SELECTION ▸
Jesus wasn’t kidding when He said what He did about wealth any more than He was kidding when He said what He did about relationships. God’s kingdom, God’s rule, God’s way of using power are entirely incompatible with our way of using power to maintain our wealth and shut the rest of the world out of it. ‘Charity’ — the practice of doling out money from our considerable wealth to those who are poor in a way that in no way changes their lack of access to wealth and power — is a seductive trap that consolidates our power, adding to it even the power of doling out life and death around our choices of how much to give and to whom; and yet it lets us feel particularly generous and self-righteous in the process.

Jesus is not calling us to make some minor tweaks in our relationship to wealth. He’s calling us to something far more radical and far more transforming; he’s calling us to reconciliation, with one another and with God.

That’s no small thing. It’s huge. Nothing will be the same, and yet that’s what we need to do to be more fully ourselves, more fully human in God’s image, more fully alive in the eternal life that God offers. That’s why Jesus talks about it as he does in this Sunday’s gospel, putting nothing in parentheses for ‘optional discipleship’.

Excerpts from location labeling data

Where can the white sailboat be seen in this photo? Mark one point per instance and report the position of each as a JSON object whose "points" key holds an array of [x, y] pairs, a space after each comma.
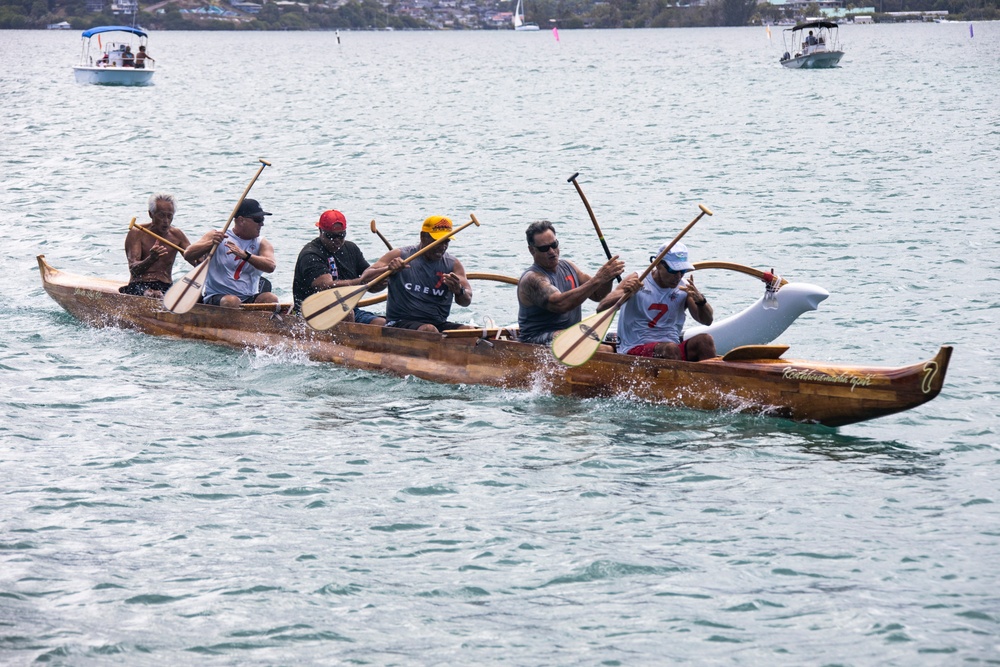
{"points": [[519, 23]]}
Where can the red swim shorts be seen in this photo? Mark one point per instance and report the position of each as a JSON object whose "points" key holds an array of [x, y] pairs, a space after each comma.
{"points": [[646, 350]]}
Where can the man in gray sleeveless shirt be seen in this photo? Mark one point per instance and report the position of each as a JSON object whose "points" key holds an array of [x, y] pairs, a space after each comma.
{"points": [[242, 257], [551, 291], [421, 292]]}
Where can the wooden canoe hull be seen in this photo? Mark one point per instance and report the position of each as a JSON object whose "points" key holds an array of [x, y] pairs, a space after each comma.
{"points": [[802, 391]]}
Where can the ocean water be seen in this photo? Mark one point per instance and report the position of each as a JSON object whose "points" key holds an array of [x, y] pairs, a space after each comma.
{"points": [[173, 502]]}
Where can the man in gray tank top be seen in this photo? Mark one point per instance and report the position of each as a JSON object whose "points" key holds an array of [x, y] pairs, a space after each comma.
{"points": [[242, 257], [421, 292], [551, 291]]}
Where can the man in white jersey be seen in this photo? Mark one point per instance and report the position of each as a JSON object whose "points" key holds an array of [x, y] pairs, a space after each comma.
{"points": [[650, 323], [234, 275]]}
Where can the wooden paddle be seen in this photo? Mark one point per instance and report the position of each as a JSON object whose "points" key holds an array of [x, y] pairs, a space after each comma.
{"points": [[575, 345], [324, 309], [593, 218], [132, 225], [496, 277], [184, 293], [375, 231]]}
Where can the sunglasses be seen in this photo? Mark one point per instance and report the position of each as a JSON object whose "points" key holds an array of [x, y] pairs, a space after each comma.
{"points": [[669, 270]]}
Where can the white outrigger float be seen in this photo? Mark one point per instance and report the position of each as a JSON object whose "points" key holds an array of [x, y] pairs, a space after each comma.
{"points": [[115, 62], [812, 45]]}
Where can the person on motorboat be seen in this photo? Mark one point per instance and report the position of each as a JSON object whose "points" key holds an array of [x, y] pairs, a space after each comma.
{"points": [[151, 262], [329, 261], [652, 320], [242, 256], [551, 291], [421, 292]]}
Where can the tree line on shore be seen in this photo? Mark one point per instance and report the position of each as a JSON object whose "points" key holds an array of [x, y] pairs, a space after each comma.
{"points": [[566, 14]]}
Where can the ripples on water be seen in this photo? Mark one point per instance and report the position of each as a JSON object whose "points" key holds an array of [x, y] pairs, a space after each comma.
{"points": [[168, 501]]}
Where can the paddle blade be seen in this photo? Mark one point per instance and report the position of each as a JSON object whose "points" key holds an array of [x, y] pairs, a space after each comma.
{"points": [[324, 309], [575, 345], [186, 292]]}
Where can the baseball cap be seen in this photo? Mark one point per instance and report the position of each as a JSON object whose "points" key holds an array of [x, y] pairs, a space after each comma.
{"points": [[332, 221], [437, 226], [677, 259], [249, 208]]}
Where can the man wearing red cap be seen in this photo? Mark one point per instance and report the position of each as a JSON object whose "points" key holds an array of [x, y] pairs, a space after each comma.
{"points": [[328, 261], [421, 292]]}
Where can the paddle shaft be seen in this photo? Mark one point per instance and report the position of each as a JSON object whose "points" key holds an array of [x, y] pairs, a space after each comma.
{"points": [[156, 236], [178, 298], [354, 296], [610, 312], [593, 218], [232, 216], [376, 231]]}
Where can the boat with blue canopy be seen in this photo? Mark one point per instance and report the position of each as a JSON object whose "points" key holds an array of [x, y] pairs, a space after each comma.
{"points": [[117, 60]]}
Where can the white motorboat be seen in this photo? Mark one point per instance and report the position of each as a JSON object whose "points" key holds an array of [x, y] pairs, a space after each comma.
{"points": [[518, 19], [116, 61], [812, 45]]}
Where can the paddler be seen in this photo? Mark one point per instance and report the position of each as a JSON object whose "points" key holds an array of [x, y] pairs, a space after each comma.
{"points": [[421, 292], [238, 264], [651, 322], [551, 291], [150, 261], [329, 261]]}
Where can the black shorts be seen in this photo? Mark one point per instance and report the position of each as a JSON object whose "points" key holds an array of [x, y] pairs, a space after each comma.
{"points": [[139, 289], [411, 324]]}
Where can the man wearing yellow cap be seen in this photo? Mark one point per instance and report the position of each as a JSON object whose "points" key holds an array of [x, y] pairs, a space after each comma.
{"points": [[421, 292], [329, 261]]}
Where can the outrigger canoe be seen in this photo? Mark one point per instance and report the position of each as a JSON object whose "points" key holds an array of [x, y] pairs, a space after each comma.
{"points": [[752, 379]]}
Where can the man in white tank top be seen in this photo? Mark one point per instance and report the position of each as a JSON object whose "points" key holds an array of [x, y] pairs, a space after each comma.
{"points": [[651, 322], [243, 255]]}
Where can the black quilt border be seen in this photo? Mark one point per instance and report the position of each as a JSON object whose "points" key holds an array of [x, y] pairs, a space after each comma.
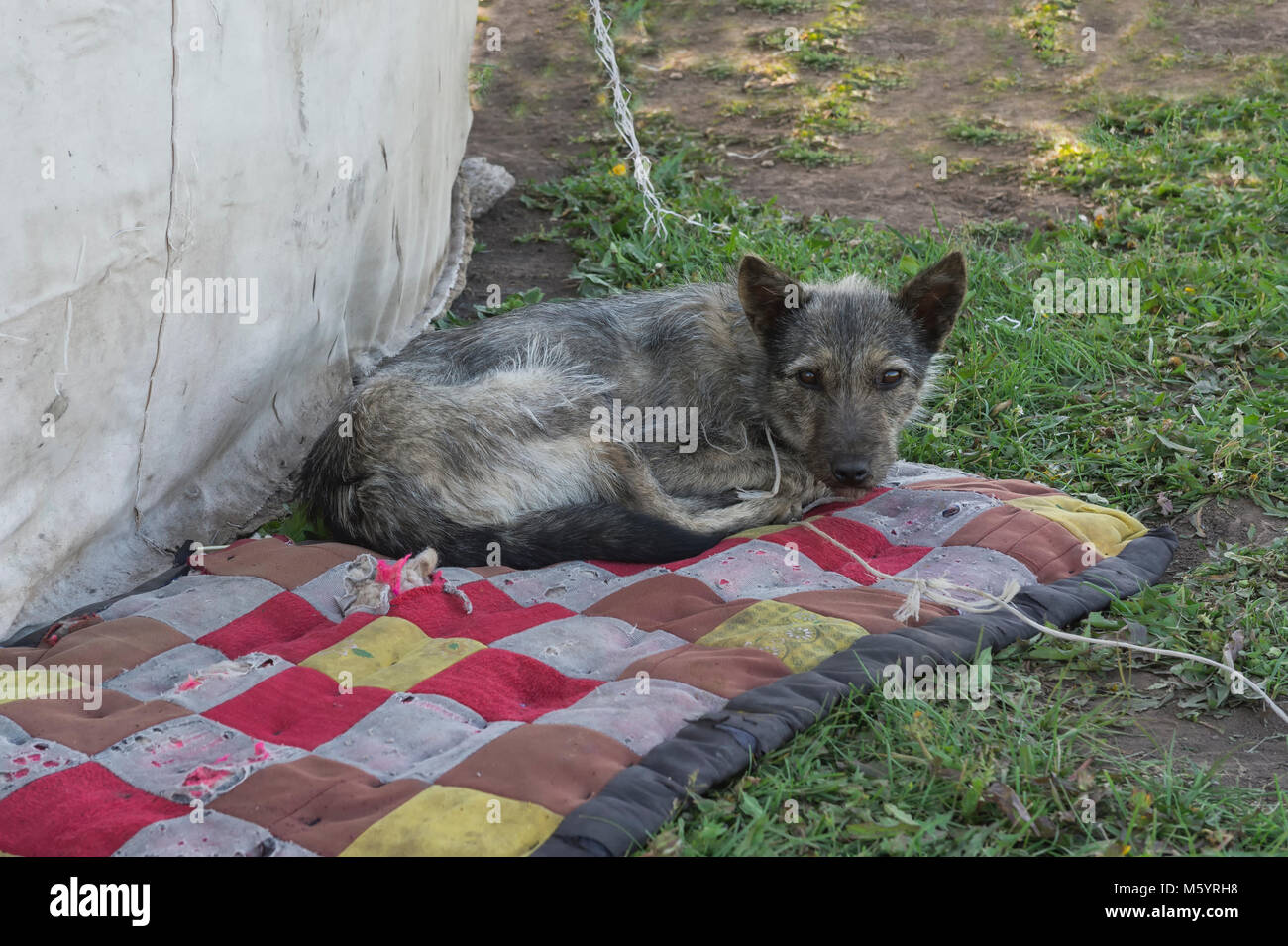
{"points": [[643, 798]]}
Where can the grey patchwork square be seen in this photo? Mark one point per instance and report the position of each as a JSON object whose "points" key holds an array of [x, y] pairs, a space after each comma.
{"points": [[196, 605], [217, 835], [191, 757], [635, 714], [575, 584], [760, 571], [966, 566], [196, 676], [404, 732], [919, 516], [434, 766], [902, 473], [591, 648], [323, 591], [25, 760]]}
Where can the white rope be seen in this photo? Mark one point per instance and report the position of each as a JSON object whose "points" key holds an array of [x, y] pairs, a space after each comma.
{"points": [[936, 589], [655, 213]]}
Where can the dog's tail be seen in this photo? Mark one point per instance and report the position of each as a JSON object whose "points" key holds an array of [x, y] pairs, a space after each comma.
{"points": [[592, 530]]}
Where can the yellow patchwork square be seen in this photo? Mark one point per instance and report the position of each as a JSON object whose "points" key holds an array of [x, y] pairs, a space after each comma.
{"points": [[798, 637], [390, 653], [445, 820], [1104, 528]]}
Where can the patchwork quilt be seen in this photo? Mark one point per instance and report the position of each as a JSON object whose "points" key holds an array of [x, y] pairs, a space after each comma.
{"points": [[562, 710]]}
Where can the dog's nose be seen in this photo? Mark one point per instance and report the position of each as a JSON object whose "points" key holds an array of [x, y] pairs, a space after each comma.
{"points": [[850, 472]]}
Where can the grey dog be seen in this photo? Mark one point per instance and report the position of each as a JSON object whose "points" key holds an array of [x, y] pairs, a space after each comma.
{"points": [[636, 428]]}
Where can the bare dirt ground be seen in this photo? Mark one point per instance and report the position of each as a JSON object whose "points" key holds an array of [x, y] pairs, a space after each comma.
{"points": [[540, 108]]}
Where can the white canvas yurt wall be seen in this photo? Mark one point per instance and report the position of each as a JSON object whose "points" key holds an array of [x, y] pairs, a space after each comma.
{"points": [[304, 151]]}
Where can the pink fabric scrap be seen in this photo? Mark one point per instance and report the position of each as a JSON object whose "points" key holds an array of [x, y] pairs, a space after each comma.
{"points": [[390, 573]]}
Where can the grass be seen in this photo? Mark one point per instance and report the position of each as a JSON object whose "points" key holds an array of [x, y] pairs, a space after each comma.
{"points": [[1035, 774], [986, 132]]}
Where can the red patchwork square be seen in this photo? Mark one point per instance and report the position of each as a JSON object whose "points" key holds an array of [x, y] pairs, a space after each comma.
{"points": [[85, 809], [621, 568], [494, 614], [297, 706], [502, 684], [279, 619]]}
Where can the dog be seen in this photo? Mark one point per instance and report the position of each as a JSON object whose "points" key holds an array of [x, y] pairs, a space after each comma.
{"points": [[638, 428]]}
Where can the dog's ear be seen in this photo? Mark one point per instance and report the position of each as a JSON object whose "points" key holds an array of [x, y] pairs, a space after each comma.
{"points": [[932, 297], [765, 292]]}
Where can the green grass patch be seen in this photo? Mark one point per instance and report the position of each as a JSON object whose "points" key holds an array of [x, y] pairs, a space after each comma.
{"points": [[1044, 25], [984, 132]]}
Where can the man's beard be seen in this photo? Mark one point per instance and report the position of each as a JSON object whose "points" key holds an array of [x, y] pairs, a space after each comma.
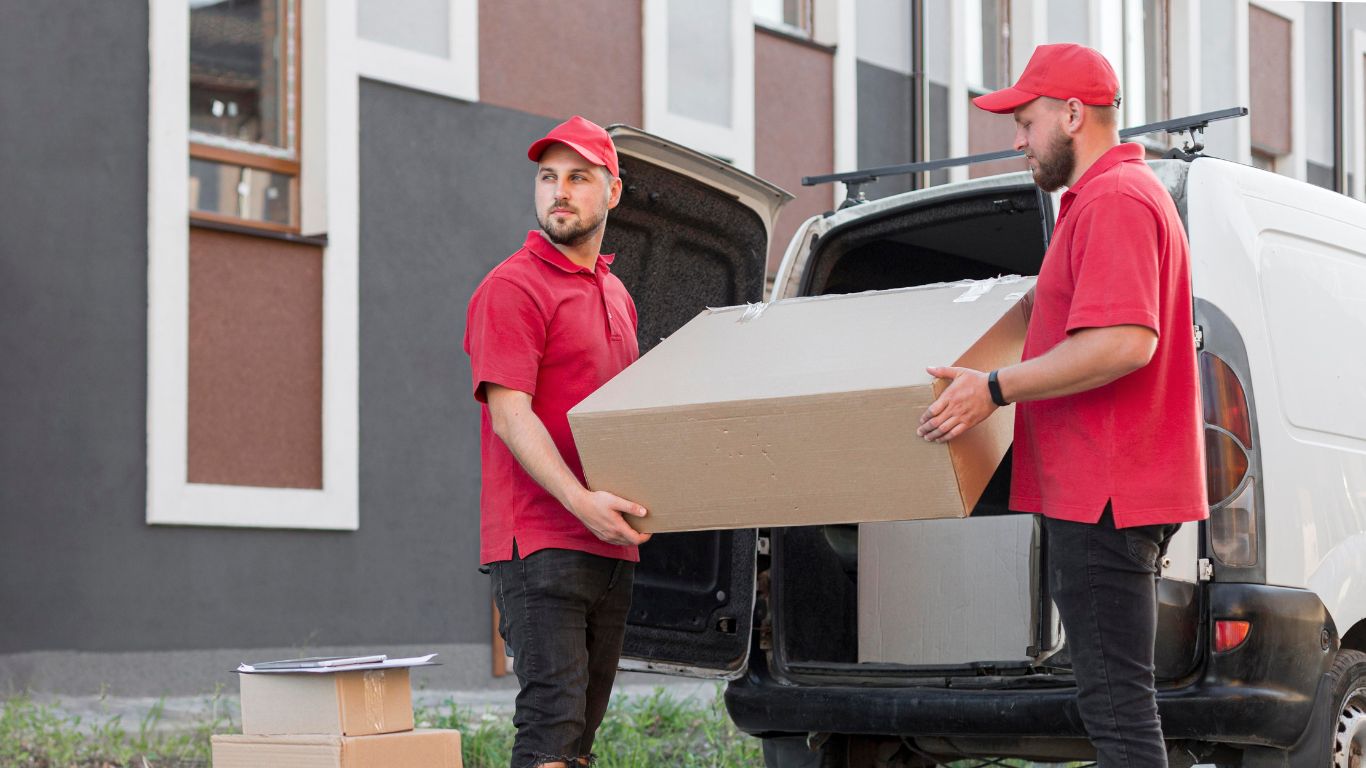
{"points": [[1056, 166], [567, 232]]}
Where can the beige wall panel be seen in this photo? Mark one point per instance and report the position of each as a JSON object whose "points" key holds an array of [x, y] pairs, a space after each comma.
{"points": [[560, 59], [256, 361], [794, 126], [1269, 63]]}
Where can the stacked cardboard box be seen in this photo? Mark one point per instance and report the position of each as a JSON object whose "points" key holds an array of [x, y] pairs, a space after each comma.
{"points": [[344, 719]]}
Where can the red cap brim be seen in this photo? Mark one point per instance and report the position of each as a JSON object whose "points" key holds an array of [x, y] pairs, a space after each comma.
{"points": [[537, 148], [1004, 101]]}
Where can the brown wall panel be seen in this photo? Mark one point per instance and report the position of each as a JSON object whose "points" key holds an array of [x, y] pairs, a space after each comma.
{"points": [[560, 59], [1269, 63], [794, 126], [256, 361], [988, 131]]}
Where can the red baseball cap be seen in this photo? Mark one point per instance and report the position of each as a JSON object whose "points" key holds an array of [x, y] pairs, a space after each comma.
{"points": [[1063, 70], [585, 137]]}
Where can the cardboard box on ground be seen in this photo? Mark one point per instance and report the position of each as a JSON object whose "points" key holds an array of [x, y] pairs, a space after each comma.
{"points": [[342, 719], [803, 412]]}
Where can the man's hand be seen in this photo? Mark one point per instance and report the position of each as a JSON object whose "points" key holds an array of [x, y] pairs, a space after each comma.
{"points": [[962, 406], [601, 513], [525, 435]]}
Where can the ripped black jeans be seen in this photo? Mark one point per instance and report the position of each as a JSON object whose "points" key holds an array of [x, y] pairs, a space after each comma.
{"points": [[1104, 581], [562, 616]]}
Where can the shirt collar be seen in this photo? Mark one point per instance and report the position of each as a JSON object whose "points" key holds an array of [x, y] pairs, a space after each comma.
{"points": [[542, 248], [1113, 156]]}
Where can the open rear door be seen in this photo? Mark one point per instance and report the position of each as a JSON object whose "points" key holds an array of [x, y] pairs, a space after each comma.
{"points": [[690, 232]]}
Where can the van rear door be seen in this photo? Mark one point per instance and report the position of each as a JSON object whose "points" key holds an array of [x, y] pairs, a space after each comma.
{"points": [[690, 232]]}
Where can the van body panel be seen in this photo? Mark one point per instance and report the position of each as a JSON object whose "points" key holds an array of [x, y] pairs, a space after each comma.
{"points": [[1286, 261]]}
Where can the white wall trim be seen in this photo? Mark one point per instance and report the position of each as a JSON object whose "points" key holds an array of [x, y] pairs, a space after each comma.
{"points": [[959, 30], [1029, 29], [734, 142], [1185, 58], [329, 142], [456, 75], [1358, 63], [846, 94], [1242, 63]]}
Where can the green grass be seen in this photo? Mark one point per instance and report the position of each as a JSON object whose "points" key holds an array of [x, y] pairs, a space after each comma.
{"points": [[33, 735], [650, 730]]}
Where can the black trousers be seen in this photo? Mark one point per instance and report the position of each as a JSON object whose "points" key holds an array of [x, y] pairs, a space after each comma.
{"points": [[563, 616], [1104, 581]]}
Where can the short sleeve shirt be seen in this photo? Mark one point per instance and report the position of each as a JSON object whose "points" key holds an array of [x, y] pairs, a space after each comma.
{"points": [[542, 325], [1118, 257]]}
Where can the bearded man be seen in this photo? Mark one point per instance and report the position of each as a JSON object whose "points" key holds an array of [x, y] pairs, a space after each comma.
{"points": [[1108, 427], [544, 330]]}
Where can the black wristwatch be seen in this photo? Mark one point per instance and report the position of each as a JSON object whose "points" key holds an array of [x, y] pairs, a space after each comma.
{"points": [[993, 386]]}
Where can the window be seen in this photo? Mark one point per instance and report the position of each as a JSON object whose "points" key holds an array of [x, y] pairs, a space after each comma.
{"points": [[700, 75], [245, 112], [429, 45], [988, 25], [788, 15], [1144, 85], [1271, 108], [297, 58]]}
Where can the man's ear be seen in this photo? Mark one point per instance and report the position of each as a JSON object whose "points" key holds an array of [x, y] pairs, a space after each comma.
{"points": [[615, 193], [1074, 115]]}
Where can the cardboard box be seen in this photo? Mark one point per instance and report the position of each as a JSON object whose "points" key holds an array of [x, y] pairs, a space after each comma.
{"points": [[353, 704], [803, 412], [411, 749], [950, 592]]}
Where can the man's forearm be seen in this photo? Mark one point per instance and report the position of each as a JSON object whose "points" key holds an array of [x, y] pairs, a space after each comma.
{"points": [[1086, 360], [527, 439]]}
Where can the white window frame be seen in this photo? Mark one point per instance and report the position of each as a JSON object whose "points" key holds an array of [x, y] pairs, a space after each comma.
{"points": [[1292, 163], [455, 75], [1359, 115], [734, 144], [329, 189]]}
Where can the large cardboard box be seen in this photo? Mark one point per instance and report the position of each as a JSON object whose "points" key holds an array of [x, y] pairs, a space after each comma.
{"points": [[803, 412], [951, 592], [353, 704], [411, 749]]}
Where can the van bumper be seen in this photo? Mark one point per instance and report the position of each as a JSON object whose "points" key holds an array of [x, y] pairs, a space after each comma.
{"points": [[1260, 693]]}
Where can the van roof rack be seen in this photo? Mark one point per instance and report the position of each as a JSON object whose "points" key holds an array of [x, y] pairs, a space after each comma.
{"points": [[1193, 125]]}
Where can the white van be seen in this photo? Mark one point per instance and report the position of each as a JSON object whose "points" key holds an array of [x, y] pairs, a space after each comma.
{"points": [[1261, 652]]}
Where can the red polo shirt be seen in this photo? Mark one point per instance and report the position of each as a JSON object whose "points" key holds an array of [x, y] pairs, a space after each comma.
{"points": [[1118, 257], [544, 325]]}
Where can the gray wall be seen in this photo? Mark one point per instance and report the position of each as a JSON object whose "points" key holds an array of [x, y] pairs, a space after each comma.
{"points": [[445, 194]]}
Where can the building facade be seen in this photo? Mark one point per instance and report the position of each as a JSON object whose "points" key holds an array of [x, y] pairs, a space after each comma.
{"points": [[238, 237]]}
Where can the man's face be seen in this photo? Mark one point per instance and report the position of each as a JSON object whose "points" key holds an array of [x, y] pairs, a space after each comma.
{"points": [[1040, 135], [573, 196]]}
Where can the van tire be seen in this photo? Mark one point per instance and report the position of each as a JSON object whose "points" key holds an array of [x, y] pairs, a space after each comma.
{"points": [[1348, 712]]}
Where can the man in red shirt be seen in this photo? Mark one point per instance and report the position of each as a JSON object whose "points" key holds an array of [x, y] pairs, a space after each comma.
{"points": [[544, 330], [1108, 427]]}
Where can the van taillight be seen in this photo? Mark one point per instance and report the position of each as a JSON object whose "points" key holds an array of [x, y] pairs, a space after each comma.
{"points": [[1231, 489], [1230, 634]]}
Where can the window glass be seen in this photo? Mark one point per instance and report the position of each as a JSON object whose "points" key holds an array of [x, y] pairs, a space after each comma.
{"points": [[422, 26], [988, 44], [1144, 70], [239, 192], [791, 14], [242, 73], [700, 64]]}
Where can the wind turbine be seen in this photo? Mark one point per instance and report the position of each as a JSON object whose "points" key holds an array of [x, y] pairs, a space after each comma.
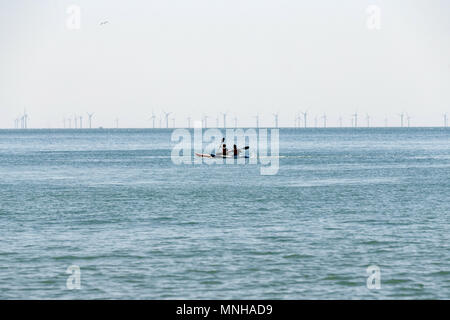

GOAL OF THE EXERCISE ▸ Write out the passage on Jesus and wealth in full, word for word. The entries have no connection to the passage on Jesus and wealth.

SOLUTION FOR THIS TASK ▸
Jesus wasn’t kidding when He said what He did about wealth any more than He was kidding when He said what He did about relationships. God’s kingdom, God’s rule, God’s way of using power are entirely incompatible with our way of using power to maintain our wealth and shut the rest of the world out of it. ‘Charity’ — the practice of doling out money from our considerable wealth to those who are poor in a way that in no way changes their lack of access to wealth and power — is a seductive trap that consolidates our power, adding to it even the power of doling out life and death around our choices of how much to give and to whom; and yet it lets us feel particularly generous and self-righteous in the process.

Jesus is not calling us to make some minor tweaks in our relationship to wealth. He’s calling us to something far more radical and far more transforming; he’s calling us to reconciliation, with one another and with God.

That’s no small thing. It’s huge. Nothing will be the same, and yet that’s what we need to do to be more fully ourselves, more fully human in God’s image, more fully alive in the eternal life that God offers. That’s why Jesus talks about it as he does in this Sunday’s gospel, putting nothing in parentheses for ‘optional discipleship’.